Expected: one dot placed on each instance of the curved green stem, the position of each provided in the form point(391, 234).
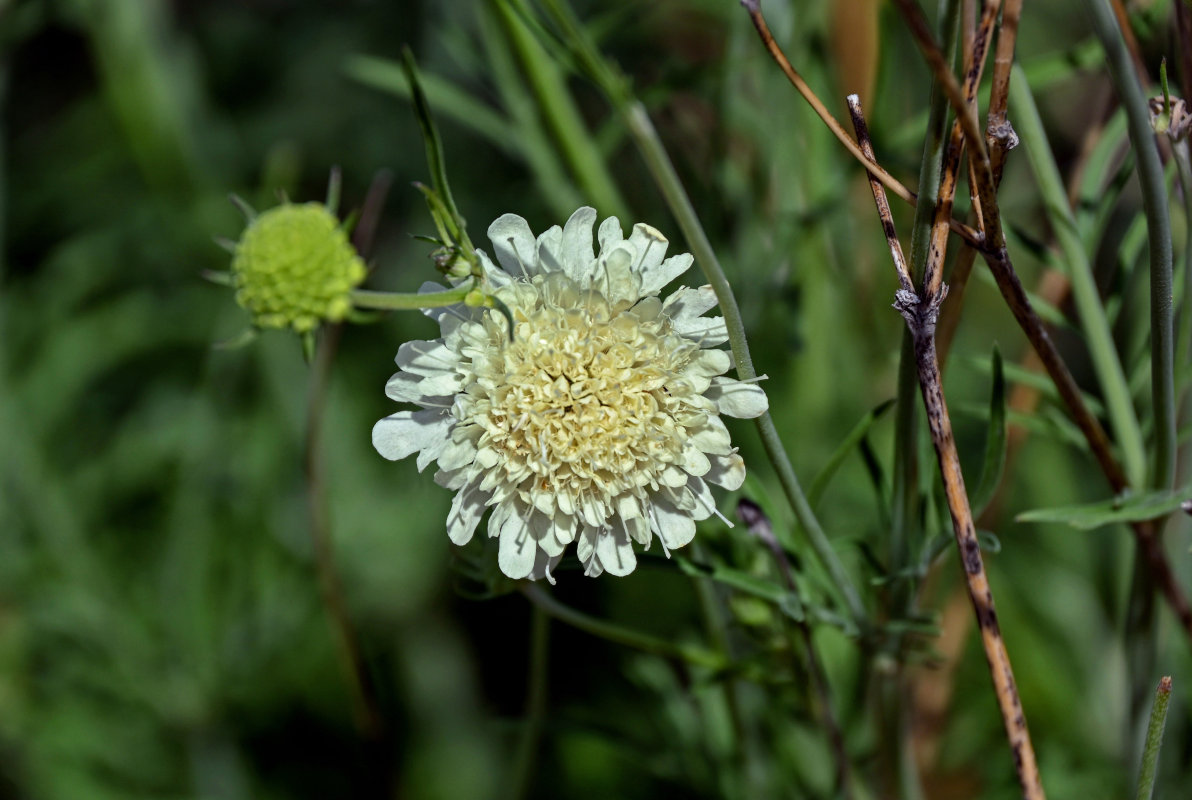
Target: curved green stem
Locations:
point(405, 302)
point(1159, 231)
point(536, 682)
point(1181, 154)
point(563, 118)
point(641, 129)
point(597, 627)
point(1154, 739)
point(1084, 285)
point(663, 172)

--------------------------------------------------

CONSEGNA:
Riscrivi tutte le righe delle voci qui sopra, richieste comprese, moltiplicando per 2,6 le coordinate dei punti nelle risposte e arrotondando all'intero, con le metà arrotondate per eccesso. Lascia fuori le immagini.

RISPOSTA:
Expected: one dot placed on each instance of the curved green stem, the position of each provided in the form point(391, 234).
Target: curved green stem
Locations:
point(1053, 785)
point(3013, 601)
point(1394, 1773)
point(3071, 400)
point(1464, 307)
point(1667, 335)
point(1552, 1630)
point(3000, 1921)
point(2818, 741)
point(1724, 447)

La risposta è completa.